## [EXERCISE AIM]
Please give the lines of the listing below as a JSON list of strings, one string per line with blank lines left out. Begin at the line that has "In this exercise you will find the dog lying" and stop after the line that has "[(163, 245), (429, 236), (296, 232)]".

## [EXTRACTED ENTRIES]
%%
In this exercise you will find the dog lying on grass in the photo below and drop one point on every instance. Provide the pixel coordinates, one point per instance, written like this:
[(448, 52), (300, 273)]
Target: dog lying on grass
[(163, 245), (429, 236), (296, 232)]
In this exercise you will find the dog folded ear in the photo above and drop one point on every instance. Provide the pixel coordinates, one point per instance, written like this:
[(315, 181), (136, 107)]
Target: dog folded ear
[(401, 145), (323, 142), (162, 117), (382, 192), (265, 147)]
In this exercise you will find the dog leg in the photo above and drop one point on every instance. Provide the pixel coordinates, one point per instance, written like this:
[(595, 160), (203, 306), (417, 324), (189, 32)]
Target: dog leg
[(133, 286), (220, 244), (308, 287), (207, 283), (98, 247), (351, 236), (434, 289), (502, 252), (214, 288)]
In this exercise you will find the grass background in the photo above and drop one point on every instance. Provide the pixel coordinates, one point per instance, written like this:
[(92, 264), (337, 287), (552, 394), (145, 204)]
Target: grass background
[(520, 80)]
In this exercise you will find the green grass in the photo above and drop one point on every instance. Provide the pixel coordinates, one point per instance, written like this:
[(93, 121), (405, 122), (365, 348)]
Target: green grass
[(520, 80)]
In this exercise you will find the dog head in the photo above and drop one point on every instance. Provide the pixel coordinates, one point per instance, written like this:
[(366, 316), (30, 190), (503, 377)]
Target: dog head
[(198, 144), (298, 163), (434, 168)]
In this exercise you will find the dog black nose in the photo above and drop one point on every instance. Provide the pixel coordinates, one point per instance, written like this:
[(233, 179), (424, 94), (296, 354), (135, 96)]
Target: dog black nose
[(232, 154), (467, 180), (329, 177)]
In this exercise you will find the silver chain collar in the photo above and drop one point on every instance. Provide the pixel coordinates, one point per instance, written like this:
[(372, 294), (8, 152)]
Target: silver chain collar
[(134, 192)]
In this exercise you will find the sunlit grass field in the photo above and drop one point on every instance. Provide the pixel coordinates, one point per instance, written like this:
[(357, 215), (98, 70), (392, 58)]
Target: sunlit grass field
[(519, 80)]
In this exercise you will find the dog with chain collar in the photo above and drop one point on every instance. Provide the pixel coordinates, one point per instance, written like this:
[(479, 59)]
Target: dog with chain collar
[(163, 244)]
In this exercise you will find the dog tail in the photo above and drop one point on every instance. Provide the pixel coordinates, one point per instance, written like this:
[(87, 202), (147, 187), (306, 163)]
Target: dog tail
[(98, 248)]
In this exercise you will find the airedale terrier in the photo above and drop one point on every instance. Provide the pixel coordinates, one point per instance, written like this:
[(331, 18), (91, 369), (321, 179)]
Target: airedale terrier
%%
%%
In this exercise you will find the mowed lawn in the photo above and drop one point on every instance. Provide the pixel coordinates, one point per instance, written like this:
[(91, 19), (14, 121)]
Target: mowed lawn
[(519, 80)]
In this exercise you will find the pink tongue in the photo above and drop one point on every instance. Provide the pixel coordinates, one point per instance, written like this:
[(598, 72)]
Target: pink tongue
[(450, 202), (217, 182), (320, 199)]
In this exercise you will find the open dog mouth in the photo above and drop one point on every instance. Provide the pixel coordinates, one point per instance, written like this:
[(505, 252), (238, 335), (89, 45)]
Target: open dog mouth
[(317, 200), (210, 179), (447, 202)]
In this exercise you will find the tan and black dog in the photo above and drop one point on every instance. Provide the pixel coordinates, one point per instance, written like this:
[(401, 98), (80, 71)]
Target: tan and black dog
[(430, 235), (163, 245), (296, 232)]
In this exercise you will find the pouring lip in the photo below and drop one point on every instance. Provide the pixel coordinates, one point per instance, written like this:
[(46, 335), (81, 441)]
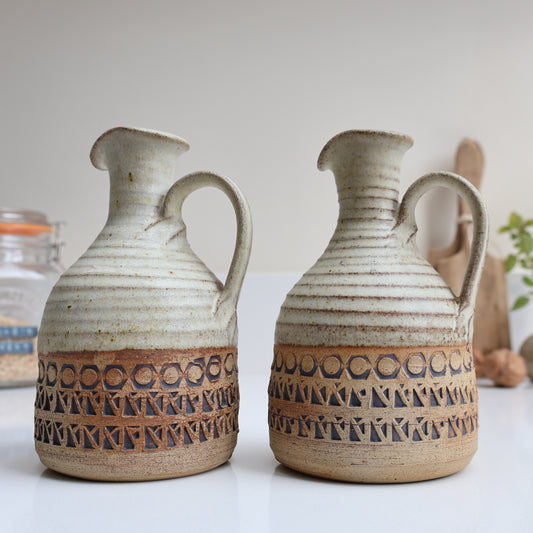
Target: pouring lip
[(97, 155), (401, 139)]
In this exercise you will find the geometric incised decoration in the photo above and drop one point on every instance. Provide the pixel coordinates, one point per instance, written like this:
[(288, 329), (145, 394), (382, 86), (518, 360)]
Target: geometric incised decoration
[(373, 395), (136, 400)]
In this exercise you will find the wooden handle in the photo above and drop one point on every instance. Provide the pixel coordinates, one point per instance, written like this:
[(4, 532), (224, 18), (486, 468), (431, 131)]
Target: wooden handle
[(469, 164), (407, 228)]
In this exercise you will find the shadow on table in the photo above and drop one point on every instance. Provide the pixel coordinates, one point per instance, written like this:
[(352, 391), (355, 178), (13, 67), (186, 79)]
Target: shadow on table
%%
%%
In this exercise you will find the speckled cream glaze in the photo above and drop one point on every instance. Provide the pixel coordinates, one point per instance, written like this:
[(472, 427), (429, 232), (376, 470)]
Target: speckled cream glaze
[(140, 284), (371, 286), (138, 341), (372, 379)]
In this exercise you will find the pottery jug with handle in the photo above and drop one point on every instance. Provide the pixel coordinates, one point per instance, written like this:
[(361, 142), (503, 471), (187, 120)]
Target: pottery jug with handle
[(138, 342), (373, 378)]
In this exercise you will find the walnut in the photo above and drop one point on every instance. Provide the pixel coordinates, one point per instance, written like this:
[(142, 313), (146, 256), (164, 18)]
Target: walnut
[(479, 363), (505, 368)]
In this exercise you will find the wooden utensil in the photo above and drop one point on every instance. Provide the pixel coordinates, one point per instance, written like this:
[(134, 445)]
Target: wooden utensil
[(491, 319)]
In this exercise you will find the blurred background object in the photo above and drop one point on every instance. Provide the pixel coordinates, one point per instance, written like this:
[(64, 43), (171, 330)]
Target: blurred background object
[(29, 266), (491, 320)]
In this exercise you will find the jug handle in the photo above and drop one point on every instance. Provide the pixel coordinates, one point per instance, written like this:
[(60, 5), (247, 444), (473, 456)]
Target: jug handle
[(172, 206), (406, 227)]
%%
## [ANSWER TO THIS PROBLEM]
[
  "In this exercise you will find the dog lying on grass in the photo below and drop one point on every instance. Provide the pixel coordinates, one point per instance, written like this:",
  "[(448, 52), (300, 273)]",
  "Target: dog lying on grass",
  "[(163, 245), (429, 236), (296, 232)]"
]